Exercise prompt >> Format the data as a Markdown table with the columns Row and Line, starting at the first line and going through the line with "[[[129,25],[129,0],[80,0],[80,16]]]", numbering each row and skipping blank lines. Leave any pictures out of the table.

______

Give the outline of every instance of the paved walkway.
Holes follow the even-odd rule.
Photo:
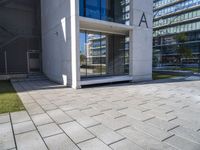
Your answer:
[[[200,149],[200,81],[14,87],[27,111],[0,115],[1,150]]]

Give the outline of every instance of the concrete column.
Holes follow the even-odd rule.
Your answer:
[[[130,75],[133,81],[152,79],[153,0],[131,1]]]
[[[72,88],[80,88],[79,0],[70,1]]]
[[[7,53],[6,51],[4,52],[4,57],[5,57],[5,73],[8,74],[8,62],[7,62]]]

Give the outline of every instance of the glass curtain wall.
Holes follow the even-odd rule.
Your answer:
[[[129,39],[124,35],[80,32],[81,77],[129,73]]]
[[[129,25],[129,0],[80,0],[80,16]]]

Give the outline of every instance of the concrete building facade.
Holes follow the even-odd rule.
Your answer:
[[[73,88],[151,80],[152,6],[153,0],[3,0],[0,79],[45,74]]]
[[[44,74],[83,85],[152,79],[153,0],[41,0]]]

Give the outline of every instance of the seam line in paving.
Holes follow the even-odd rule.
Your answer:
[[[103,110],[101,110],[101,112],[106,112],[106,111],[110,111],[110,110],[112,110],[112,108],[103,109]]]
[[[125,139],[126,139],[126,137],[123,137],[123,138],[120,139],[120,140],[117,140],[117,141],[115,141],[115,142],[112,142],[112,143],[108,144],[108,146],[110,146],[110,145],[112,145],[112,144],[115,144],[115,143],[118,143],[118,142],[120,142],[120,141],[123,141],[123,140],[125,140]]]
[[[82,109],[80,109],[80,111],[84,111],[84,110],[88,110],[88,109],[92,109],[92,107],[82,108]]]
[[[167,111],[167,112],[165,112],[165,114],[169,114],[169,113],[172,113],[172,112],[174,112],[174,110]]]
[[[49,137],[53,137],[53,136],[56,136],[56,135],[62,135],[62,133],[56,133],[56,134],[53,134],[53,135],[48,135],[48,136],[44,136],[43,138],[46,139],[46,138],[49,138]]]
[[[118,117],[115,117],[114,119],[118,119],[118,118],[122,118],[122,117],[126,117],[127,115],[120,115],[120,116],[118,116]]]
[[[96,127],[96,126],[99,126],[99,125],[101,125],[101,123],[99,122],[99,123],[97,123],[97,124],[95,124],[95,125],[91,125],[91,126],[89,126],[89,127],[86,127],[86,129],[88,129],[88,128],[92,128],[92,127]]]
[[[125,128],[128,128],[128,127],[131,127],[131,125],[124,126],[124,127],[122,127],[122,128],[116,129],[116,130],[114,130],[114,131],[119,131],[119,130],[122,130],[122,129],[125,129]]]
[[[167,138],[161,140],[161,142],[164,142],[164,141],[166,141],[167,139],[170,139],[170,138],[173,137],[173,136],[175,136],[175,134],[172,134],[171,136],[169,136],[169,137],[167,137]]]
[[[92,115],[92,116],[90,116],[90,117],[96,117],[96,116],[101,116],[101,115],[103,115],[104,113],[99,113],[99,114],[96,114],[96,115]]]
[[[174,118],[172,118],[172,119],[170,119],[168,122],[170,122],[170,121],[173,121],[173,120],[176,120],[176,119],[178,119],[178,117],[176,116],[176,117],[174,117]]]
[[[97,137],[94,136],[94,137],[92,137],[92,138],[89,138],[89,139],[83,140],[83,141],[78,142],[78,143],[76,143],[76,144],[78,145],[78,144],[80,144],[80,143],[84,143],[84,142],[90,141],[90,140],[95,139],[95,138],[97,138]],[[100,139],[99,139],[99,140],[100,140]]]
[[[169,132],[169,131],[171,131],[171,130],[174,130],[174,129],[178,128],[178,127],[180,127],[180,125],[177,125],[177,126],[174,126],[174,127],[171,128],[171,129],[168,129],[167,132]]]
[[[15,135],[20,135],[20,134],[24,134],[24,133],[33,132],[33,131],[37,131],[37,130],[36,130],[36,129],[34,129],[34,130],[29,130],[29,131],[25,131],[25,132],[17,133],[17,134],[15,134]]]
[[[121,110],[124,110],[124,109],[128,109],[128,107],[117,109],[117,111],[121,111]]]
[[[156,118],[156,117],[153,116],[153,117],[150,117],[150,118],[144,119],[144,120],[142,120],[142,122],[149,121],[149,120],[154,119],[154,118]]]

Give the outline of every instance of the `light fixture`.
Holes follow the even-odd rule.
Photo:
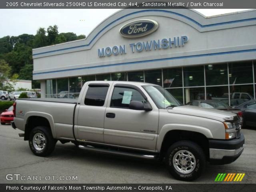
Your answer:
[[[118,73],[117,74],[117,76],[118,78],[120,78],[121,77],[121,73]]]
[[[208,69],[209,70],[212,70],[213,68],[213,67],[212,65],[209,64],[208,65]]]

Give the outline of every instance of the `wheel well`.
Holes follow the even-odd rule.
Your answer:
[[[37,126],[45,126],[50,129],[51,128],[49,121],[46,118],[39,116],[29,117],[25,127],[24,140],[28,140],[30,132],[33,128]]]
[[[203,149],[206,159],[209,160],[208,139],[204,134],[198,132],[182,130],[172,130],[166,133],[161,148],[161,156],[164,157],[169,147],[174,143],[181,140],[190,140],[197,144]]]

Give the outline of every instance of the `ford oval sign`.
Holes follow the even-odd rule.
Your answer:
[[[158,24],[155,21],[149,19],[137,20],[123,26],[119,30],[119,32],[124,37],[139,37],[152,33],[158,27]]]

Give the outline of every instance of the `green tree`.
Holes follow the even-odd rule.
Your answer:
[[[46,33],[46,32],[44,28],[40,28],[38,29],[33,42],[34,48],[38,48],[49,45]]]
[[[55,40],[55,43],[56,44],[64,43],[67,42],[65,36],[63,34],[60,34],[56,38]]]
[[[86,36],[84,35],[80,35],[77,36],[77,40],[85,39]]]
[[[18,77],[17,74],[11,75],[11,68],[3,59],[0,60],[0,90],[12,90]]]
[[[50,45],[55,44],[56,39],[58,36],[59,32],[58,30],[58,26],[54,25],[52,26],[49,26],[47,28],[47,33],[48,33],[48,40]]]

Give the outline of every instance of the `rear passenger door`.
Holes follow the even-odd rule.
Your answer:
[[[77,139],[104,143],[104,116],[109,86],[107,83],[90,83],[87,86],[84,99],[78,106],[78,125],[75,133]]]
[[[156,149],[159,110],[150,111],[129,108],[132,100],[148,102],[140,88],[116,84],[106,108],[104,140],[107,144],[150,150]],[[110,100],[110,96],[109,102]]]

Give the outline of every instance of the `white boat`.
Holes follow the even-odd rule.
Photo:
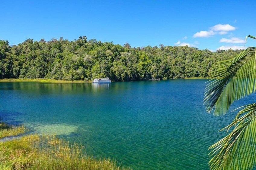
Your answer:
[[[94,79],[92,81],[93,83],[110,83],[111,80],[109,79],[108,77],[101,79]]]

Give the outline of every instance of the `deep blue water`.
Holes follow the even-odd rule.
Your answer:
[[[82,143],[134,169],[205,169],[208,148],[235,112],[214,116],[203,79],[110,84],[0,83],[0,116]],[[253,103],[253,94],[230,110]]]

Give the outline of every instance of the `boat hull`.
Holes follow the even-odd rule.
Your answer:
[[[109,82],[94,82],[93,81],[92,81],[92,83],[111,83],[111,81]]]

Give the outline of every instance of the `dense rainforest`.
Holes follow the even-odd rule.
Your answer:
[[[108,77],[117,81],[209,76],[213,63],[241,50],[200,50],[164,46],[132,48],[86,36],[69,41],[28,39],[17,45],[0,40],[0,79],[46,78],[87,81]]]

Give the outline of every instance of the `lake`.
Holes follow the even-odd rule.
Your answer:
[[[236,112],[207,113],[204,79],[109,84],[0,83],[0,116],[30,133],[56,134],[87,153],[140,169],[205,169],[208,147]],[[255,94],[230,110],[253,102]]]

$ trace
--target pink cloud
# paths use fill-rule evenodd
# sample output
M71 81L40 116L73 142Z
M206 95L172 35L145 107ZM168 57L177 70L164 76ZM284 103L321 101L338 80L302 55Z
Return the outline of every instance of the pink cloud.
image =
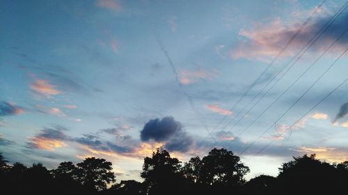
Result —
M322 119L322 120L326 120L328 118L328 115L325 113L320 113L320 112L317 112L310 116L312 119Z
M30 85L30 88L36 93L49 98L52 95L57 95L61 92L55 89L56 86L50 85L47 80L37 79Z
M290 56L302 48L315 35L319 29L326 23L329 17L318 17L313 19L292 40L291 44L282 53L282 56ZM338 37L339 33L345 29L347 21L345 17L338 18L335 24L320 36L320 44L314 44L310 52L322 51ZM296 34L301 24L292 23L285 24L279 18L269 24L258 24L249 28L242 28L239 31L240 41L229 52L232 58L246 58L269 62L276 57L285 46L287 41ZM340 39L336 42L331 51L335 52L345 49L347 39Z
M98 0L97 6L116 12L120 11L121 9L120 3L115 0Z
M232 111L224 110L220 108L219 105L216 104L206 105L205 108L207 108L208 110L213 111L214 112L216 112L222 115L230 115L232 113Z
M77 108L77 105L64 105L63 107L70 109Z
M207 71L205 70L183 70L180 72L179 81L182 85L189 85L198 82L200 79L212 80L216 74L216 71Z

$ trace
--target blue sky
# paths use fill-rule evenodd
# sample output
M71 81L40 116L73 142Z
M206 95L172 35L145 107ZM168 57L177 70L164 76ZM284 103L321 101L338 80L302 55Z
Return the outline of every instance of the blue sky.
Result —
M347 160L348 83L301 118L348 75L345 3L3 1L1 151L10 162L49 168L104 158L118 181L141 180L157 147L184 162L213 146L239 155L252 144L241 155L249 178L276 175L303 153Z

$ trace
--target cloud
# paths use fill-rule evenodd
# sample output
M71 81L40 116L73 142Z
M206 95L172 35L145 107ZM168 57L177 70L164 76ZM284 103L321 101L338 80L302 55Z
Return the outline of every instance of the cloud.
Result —
M235 139L235 135L230 131L221 130L215 133L216 137L222 141L232 141Z
M337 121L337 120L342 119L347 116L348 115L348 102L342 104L341 107L340 108L340 110L338 111L338 113L337 113L336 117L332 121L333 123L335 123Z
M77 105L64 105L63 107L70 109L77 108Z
M219 106L216 104L208 104L205 105L208 110L213 111L214 112L219 113L222 115L232 115L232 111L224 110Z
M84 145L85 149L87 149L93 153L100 153L102 154L113 154L124 153L132 151L129 147L125 147L111 143L109 141L102 141L97 135L91 134L84 134L81 137L72 139L73 141Z
M0 101L0 117L18 115L23 112L23 110L13 103Z
M30 85L30 88L35 92L49 98L52 95L57 95L61 92L55 89L56 86L50 85L47 80L36 79Z
M184 130L182 125L173 117L155 119L148 121L141 131L141 139L164 143L164 147L171 151L186 152L193 144L193 139Z
M283 53L283 56L293 54L296 49L302 47L308 42L331 16L321 17L312 24L308 24L296 35L288 49ZM320 44L315 44L311 47L312 51L323 51L327 45L331 44L339 36L340 33L347 28L347 13L338 17L320 37ZM242 37L237 45L230 51L233 58L244 58L268 61L274 58L285 44L285 42L297 31L300 24L294 23L286 26L282 24L280 19L276 19L268 24L260 24L253 29L241 29L239 35ZM340 39L333 49L345 49L348 42L347 38Z
M68 146L65 143L69 137L63 133L67 129L59 126L44 128L26 143L29 149L54 151L56 149Z
M310 117L314 119L326 120L328 118L328 115L325 113L316 112L312 115Z
M97 0L97 6L116 12L121 10L120 3L116 0Z
M225 48L224 44L219 44L218 46L215 46L215 53L216 53L217 55L219 55L220 57L222 58L225 58L225 56L222 53L221 50Z
M294 151L304 153L315 153L317 158L331 163L348 160L347 158L348 149L345 148L301 146Z
M342 124L341 124L341 126L342 126L342 127L348 128L348 121L345 121L345 122L342 123Z
M171 26L171 31L172 31L172 32L175 32L177 30L177 24L176 23L177 19L177 17L171 16L168 19L168 23L169 24L169 26Z
M188 71L182 70L180 71L179 82L182 85L189 85L198 82L201 79L212 80L216 74L216 71L207 71L205 70Z
M122 124L122 126L119 126L116 128L101 129L100 130L100 132L113 135L115 135L116 138L121 138L122 139L125 140L132 138L132 136L129 135L124 135L124 132L132 129L132 127L130 127L126 124Z
M0 146L6 146L15 144L15 142L8 140L3 137L2 135L0 134Z
M60 117L65 117L66 115L65 114L64 114L64 112L63 112L63 111L58 108L45 108L42 105L35 105L35 111L38 112L40 112L40 113L43 113L43 114L47 114L47 115L56 115L56 116L58 116Z

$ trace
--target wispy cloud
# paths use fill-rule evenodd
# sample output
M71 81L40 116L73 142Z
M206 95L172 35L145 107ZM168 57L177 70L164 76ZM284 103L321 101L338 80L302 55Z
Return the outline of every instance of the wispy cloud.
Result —
M169 26L171 26L171 31L172 31L172 32L175 32L177 30L177 24L176 23L177 19L177 17L171 16L168 19L168 23L169 24Z
M35 105L35 109L36 110L37 112L42 114L56 115L61 117L66 117L65 114L64 114L64 112L63 112L63 111L61 109L55 107L47 108L40 105Z
M121 6L116 0L97 0L96 2L97 6L103 8L106 8L112 11L120 11Z
M70 109L77 108L77 105L64 105L63 107Z
M48 80L42 79L36 79L30 85L30 88L35 92L42 94L47 98L61 93L61 92L56 89L55 85L49 84Z
M301 146L294 151L304 153L315 153L318 159L331 163L342 162L348 160L348 158L347 158L348 156L348 149L345 148Z
M3 137L2 135L0 134L0 146L6 146L15 144L15 142L10 141Z
M29 139L26 147L40 150L54 151L56 149L68 146L65 141L68 137L63 133L66 128L60 126L44 128L34 137Z
M23 112L23 110L13 103L0 101L0 117L18 115Z
M218 104L208 104L205 105L205 108L214 112L216 112L222 115L230 115L232 113L230 110L220 108Z
M316 113L314 113L313 115L312 115L310 116L310 117L312 117L312 119L314 119L326 120L328 119L329 117L325 113L316 112Z
M205 70L189 71L182 70L180 71L179 82L182 85L189 85L198 82L200 80L212 80L216 77L216 73L214 71L207 71Z
M321 17L307 25L296 35L289 48L284 51L282 56L292 55L296 49L302 47L309 41L331 16ZM347 27L347 15L338 18L320 37L320 44L315 44L311 47L312 51L323 51L326 46L331 44L343 32ZM239 35L242 37L235 48L230 50L230 56L233 58L244 58L269 61L275 57L292 36L293 36L301 24L294 23L285 25L277 18L269 24L258 24L251 29L241 29ZM345 49L347 39L340 39L333 48L335 49Z
M336 117L332 121L333 123L335 123L337 121L338 119L340 119L345 116L348 115L348 102L343 103L340 107L340 110L338 111L338 113L337 113Z

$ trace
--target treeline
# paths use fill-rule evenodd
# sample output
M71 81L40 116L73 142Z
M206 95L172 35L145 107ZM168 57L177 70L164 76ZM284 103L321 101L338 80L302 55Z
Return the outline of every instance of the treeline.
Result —
M294 158L279 168L277 177L262 175L249 181L249 168L232 151L212 149L202 159L182 164L165 150L144 159L143 183L114 183L112 164L86 158L74 164L61 162L48 170L42 164L12 165L0 155L1 194L346 194L348 161L329 164L315 155Z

______

Answer below >>
| Row | Line |
|---|---|
| 1 | Give the outline of every instance of the paved walkway. |
| 2 | Holes follow the even-odd rule. |
| 3 | Photo: |
| 4 | Your answer: |
| 5 | [[[200,149],[200,81],[14,87],[27,111],[0,115],[1,150]]] |
| 6 | Give the outline of every instance of the concrete column. |
| 7 | Holes follow the even-odd rule. |
| 8 | Your answer: |
| 9 | [[[130,75],[133,81],[152,79],[153,0],[131,1]]] |
| 10 | [[[72,88],[80,88],[79,0],[70,1]]] |
| 11 | [[[7,53],[6,51],[4,52],[4,57],[5,57],[5,73],[8,74],[8,62],[7,62]]] |
| 12 | Give the outline of every instance of the glass curtain wall. |
| 13 | Holes follow the even-odd rule. |
| 14 | Your answer: |
| 15 | [[[129,39],[124,35],[80,32],[81,77],[129,73]]] |
| 16 | [[[129,25],[129,0],[80,0],[80,16]]] |